### Dataset
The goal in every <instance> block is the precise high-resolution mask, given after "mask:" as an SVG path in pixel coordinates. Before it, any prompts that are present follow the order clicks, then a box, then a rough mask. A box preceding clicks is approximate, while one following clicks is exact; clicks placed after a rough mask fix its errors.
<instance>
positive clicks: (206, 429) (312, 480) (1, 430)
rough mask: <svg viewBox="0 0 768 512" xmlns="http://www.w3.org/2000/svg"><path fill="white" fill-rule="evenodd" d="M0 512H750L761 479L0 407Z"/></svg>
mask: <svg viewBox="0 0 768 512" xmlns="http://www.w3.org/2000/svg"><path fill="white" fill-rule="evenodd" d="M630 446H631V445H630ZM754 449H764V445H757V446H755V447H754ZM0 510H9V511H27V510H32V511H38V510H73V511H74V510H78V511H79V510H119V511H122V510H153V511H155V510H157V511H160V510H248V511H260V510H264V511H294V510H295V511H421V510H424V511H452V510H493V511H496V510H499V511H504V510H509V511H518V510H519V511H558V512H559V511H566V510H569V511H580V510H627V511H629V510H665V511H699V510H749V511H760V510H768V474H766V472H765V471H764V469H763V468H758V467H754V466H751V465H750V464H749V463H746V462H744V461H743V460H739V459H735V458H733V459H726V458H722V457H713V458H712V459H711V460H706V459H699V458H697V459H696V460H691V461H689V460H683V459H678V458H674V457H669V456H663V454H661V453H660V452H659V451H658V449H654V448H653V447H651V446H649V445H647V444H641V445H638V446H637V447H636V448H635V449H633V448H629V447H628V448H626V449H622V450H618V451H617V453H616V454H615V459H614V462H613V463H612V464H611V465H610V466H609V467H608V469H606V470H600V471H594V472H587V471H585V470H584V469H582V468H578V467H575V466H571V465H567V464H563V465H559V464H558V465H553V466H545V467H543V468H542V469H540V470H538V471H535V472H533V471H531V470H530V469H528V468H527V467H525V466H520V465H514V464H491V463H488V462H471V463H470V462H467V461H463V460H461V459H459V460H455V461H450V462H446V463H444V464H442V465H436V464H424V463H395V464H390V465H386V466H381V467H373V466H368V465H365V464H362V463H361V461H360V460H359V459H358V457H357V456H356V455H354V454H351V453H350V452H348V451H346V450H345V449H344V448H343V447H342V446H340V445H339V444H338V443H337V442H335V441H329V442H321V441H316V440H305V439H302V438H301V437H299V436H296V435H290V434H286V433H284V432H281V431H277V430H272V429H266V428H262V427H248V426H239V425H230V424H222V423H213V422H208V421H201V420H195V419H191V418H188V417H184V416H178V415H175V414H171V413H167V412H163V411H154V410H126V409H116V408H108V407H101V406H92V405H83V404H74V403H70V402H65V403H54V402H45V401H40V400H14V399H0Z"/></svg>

### What the task requires
Copy everything from the first line down to the line containing "rough mask: <svg", substituting "target" for "goal" and changing nothing else.

### Result
The target in every <instance> block is the precise high-resolution mask, given after "mask:" as an SVG path in pixel coordinates. Before it, any prompts that are present follow the order clicks, then a box, then a rough mask. A box preceding clicks is approximate, while one following clicks is exact; clicks placed after a rough mask fix its errors.
<instance>
positive clicks: (206, 429) (312, 480) (1, 430)
rough mask: <svg viewBox="0 0 768 512" xmlns="http://www.w3.org/2000/svg"><path fill="white" fill-rule="evenodd" d="M0 512H750L761 479L0 407Z"/></svg>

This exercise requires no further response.